[[ Input records open ]]

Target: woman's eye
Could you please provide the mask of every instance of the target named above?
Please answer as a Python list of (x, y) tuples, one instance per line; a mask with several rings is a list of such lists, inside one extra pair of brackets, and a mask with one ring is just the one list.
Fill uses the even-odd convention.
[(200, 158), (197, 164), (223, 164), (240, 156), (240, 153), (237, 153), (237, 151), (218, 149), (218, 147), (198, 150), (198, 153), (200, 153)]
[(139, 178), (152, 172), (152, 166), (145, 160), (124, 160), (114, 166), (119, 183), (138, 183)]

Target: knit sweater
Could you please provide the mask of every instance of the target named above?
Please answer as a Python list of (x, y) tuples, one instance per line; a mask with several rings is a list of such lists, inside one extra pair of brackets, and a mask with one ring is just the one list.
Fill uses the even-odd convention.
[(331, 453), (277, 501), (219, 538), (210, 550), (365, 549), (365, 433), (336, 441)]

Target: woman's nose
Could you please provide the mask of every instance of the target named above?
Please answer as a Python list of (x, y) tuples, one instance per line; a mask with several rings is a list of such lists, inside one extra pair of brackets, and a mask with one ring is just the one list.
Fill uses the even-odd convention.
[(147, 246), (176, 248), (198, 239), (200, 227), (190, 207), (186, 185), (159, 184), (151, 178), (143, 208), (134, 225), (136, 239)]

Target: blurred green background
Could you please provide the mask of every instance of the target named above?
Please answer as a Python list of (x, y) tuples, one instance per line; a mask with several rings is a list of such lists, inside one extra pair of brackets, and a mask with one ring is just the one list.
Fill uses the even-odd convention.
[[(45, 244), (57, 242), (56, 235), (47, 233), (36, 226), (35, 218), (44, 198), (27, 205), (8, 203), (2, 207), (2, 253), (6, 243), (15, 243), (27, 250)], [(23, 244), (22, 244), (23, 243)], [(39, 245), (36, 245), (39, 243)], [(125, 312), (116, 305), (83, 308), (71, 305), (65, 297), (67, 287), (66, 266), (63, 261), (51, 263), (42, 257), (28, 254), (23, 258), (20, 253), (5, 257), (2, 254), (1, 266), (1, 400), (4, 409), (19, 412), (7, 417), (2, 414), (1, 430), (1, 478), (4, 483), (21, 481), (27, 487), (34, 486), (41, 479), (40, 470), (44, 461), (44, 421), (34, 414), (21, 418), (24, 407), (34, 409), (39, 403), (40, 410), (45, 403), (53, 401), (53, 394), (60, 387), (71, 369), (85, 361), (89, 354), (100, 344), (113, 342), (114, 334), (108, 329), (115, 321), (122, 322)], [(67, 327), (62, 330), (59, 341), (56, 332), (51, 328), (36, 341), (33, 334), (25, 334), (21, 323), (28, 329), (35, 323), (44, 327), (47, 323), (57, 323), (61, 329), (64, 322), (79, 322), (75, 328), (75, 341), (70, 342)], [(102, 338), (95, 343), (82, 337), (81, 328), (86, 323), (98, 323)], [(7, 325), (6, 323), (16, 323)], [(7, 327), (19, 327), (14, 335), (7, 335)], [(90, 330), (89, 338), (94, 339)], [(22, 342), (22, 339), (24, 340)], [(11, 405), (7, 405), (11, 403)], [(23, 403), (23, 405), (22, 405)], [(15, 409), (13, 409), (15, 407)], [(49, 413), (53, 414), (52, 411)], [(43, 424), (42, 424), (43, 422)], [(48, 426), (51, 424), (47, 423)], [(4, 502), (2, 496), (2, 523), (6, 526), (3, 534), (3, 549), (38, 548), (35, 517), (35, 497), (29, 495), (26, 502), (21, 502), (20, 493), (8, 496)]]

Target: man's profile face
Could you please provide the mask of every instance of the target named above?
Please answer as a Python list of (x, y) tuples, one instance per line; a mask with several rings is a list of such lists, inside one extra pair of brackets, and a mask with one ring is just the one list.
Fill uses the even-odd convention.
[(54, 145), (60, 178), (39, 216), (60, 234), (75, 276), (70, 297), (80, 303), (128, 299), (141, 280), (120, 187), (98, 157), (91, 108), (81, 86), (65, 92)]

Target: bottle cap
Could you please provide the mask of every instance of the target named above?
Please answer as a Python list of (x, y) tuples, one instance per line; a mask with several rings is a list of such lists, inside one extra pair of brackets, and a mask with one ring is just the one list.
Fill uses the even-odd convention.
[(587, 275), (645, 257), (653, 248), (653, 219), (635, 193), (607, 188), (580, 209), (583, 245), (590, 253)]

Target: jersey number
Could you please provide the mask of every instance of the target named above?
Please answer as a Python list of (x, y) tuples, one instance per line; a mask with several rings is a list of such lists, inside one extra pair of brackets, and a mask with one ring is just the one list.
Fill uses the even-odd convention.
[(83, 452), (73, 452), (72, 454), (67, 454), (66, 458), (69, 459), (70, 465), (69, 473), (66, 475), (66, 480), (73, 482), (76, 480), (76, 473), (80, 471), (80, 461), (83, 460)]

[[ Input records closed ]]
[[ Input records open ]]

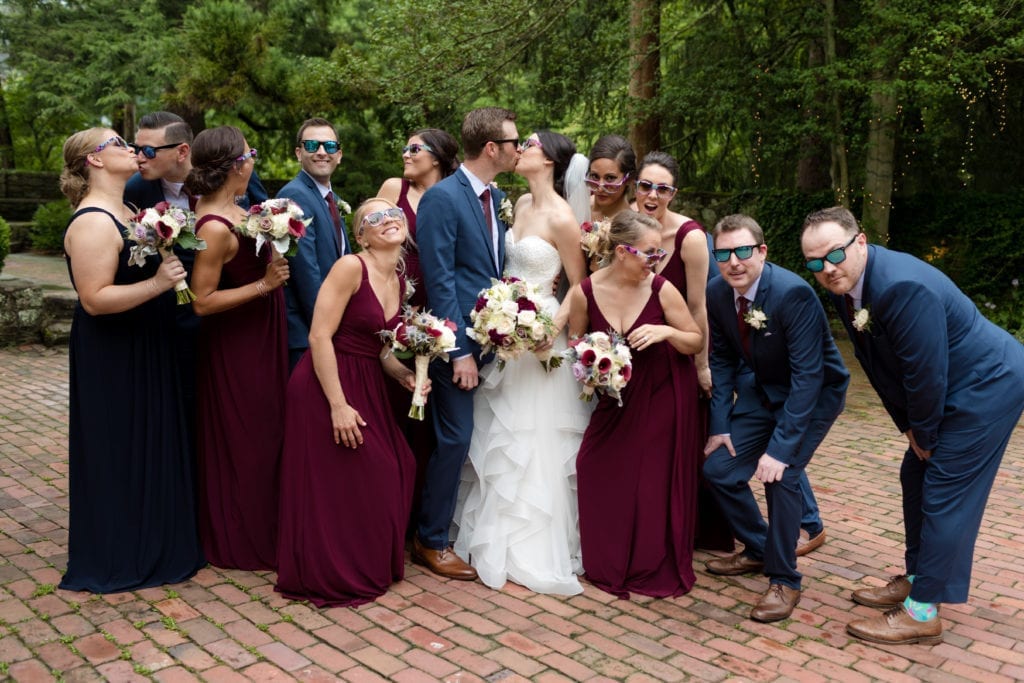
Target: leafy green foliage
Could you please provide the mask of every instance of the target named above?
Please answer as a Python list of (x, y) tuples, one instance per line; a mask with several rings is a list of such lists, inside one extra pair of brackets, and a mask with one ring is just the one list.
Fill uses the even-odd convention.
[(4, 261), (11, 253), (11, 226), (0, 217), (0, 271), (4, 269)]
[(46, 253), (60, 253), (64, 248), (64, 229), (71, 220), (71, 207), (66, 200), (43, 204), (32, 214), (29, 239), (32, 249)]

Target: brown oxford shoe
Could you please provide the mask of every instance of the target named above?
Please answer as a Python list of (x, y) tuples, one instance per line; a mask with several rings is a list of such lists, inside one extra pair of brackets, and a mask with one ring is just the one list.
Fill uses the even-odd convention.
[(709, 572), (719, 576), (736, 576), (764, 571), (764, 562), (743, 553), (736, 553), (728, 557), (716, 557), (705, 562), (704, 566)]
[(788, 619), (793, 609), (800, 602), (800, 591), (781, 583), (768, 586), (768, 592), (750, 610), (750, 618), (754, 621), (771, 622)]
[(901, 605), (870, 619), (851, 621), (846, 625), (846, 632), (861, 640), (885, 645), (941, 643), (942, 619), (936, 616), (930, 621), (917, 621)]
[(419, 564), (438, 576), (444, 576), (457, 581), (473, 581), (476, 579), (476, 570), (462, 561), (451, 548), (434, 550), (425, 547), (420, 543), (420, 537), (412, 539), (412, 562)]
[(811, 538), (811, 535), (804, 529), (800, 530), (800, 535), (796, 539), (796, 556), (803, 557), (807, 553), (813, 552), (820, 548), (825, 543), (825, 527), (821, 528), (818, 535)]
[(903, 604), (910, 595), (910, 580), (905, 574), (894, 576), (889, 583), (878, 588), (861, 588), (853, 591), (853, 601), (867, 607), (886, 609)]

[[ Input records closed ]]

# [Problem to work on]
What lines above hold the word "woman"? List them all.

# [Response box]
Target: woman's eye
Target: woman's nose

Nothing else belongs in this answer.